**GOAL OF THE EXERCISE:**
Lines that contain the string "measured" are the ones to list; copy all of them from the records.

Records from a collection:
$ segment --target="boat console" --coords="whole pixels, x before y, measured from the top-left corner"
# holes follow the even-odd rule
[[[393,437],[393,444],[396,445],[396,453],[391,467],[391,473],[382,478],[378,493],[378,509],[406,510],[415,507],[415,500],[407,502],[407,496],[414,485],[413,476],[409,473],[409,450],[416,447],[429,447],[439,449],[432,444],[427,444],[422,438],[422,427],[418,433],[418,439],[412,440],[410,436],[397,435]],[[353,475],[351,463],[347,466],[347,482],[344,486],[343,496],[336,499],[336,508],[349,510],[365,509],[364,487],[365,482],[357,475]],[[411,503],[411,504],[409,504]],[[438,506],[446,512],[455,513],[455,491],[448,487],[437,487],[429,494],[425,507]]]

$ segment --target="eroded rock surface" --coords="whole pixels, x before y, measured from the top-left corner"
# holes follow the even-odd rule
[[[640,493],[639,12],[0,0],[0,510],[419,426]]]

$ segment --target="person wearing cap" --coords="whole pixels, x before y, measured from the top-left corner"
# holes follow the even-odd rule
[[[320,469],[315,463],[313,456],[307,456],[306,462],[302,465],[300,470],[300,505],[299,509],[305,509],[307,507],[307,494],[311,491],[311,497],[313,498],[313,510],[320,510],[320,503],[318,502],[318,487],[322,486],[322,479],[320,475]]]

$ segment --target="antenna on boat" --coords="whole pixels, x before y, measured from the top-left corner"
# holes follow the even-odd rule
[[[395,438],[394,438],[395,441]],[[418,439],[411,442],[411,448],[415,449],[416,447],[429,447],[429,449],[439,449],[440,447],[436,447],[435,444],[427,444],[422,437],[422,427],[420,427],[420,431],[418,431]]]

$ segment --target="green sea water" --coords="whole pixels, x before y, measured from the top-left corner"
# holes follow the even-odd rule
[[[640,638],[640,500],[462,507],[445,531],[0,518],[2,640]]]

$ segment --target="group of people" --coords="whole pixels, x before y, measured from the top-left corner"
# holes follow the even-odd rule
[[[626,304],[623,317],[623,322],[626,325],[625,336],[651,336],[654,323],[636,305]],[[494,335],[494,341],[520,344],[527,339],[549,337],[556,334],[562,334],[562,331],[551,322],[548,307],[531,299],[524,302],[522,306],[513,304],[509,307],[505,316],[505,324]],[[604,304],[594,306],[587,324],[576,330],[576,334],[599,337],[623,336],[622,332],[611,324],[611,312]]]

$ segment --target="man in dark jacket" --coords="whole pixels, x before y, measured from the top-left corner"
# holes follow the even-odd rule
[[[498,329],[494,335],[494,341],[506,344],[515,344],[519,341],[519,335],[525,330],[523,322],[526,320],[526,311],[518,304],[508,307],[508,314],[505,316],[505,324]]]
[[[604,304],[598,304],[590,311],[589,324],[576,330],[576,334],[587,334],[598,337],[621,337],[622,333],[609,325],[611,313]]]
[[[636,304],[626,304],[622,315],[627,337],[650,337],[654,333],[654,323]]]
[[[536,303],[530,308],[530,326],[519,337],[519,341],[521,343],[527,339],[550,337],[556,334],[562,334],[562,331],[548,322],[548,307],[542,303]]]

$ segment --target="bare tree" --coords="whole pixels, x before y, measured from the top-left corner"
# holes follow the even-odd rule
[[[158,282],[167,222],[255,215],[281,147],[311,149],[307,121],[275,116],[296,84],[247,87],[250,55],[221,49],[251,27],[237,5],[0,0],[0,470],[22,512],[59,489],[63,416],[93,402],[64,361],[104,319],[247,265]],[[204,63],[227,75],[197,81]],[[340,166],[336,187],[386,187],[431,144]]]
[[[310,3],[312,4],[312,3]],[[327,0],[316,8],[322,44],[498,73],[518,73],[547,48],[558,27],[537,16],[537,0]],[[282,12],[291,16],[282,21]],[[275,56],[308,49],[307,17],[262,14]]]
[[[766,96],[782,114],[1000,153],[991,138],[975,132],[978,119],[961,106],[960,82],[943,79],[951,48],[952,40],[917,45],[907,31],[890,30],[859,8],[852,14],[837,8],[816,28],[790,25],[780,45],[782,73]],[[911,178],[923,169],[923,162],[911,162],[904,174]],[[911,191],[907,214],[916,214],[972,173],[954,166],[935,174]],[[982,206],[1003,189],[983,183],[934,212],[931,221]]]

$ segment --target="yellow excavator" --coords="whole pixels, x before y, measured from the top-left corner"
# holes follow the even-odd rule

**OUTPUT OF THE TASK:**
$ segment --target="boat console" --coords="whole pixels, x before y, measured from the top-left corner"
$ segment --target="eroded rock surface" --coords="whole pixels, x before y, measured from the top-left corner"
$ segment --target="person wearing cap" --coords="whole pixels, x before y, measured from the top-left corner"
$ segment --target="antenna on boat" --coords="whole pixels, x before y, measured from the top-left corner"
$ segment --target="green sea water" --coords="whole pixels, x before y, measured from the top-left corner"
$ segment --target="group of people" --coords="whole pixels, x before y, measured from the top-left corner"
$ segment --target="man in dark jacket" --coords="whole pixels, x before y, measured from the top-left corner"
$ segment --target="bare tree" --coords="whole pixels, x before y, measured from the top-left corner"
$ segment --target="yellow excavator" --coords="whole pixels, x before y, measured from the top-left corner"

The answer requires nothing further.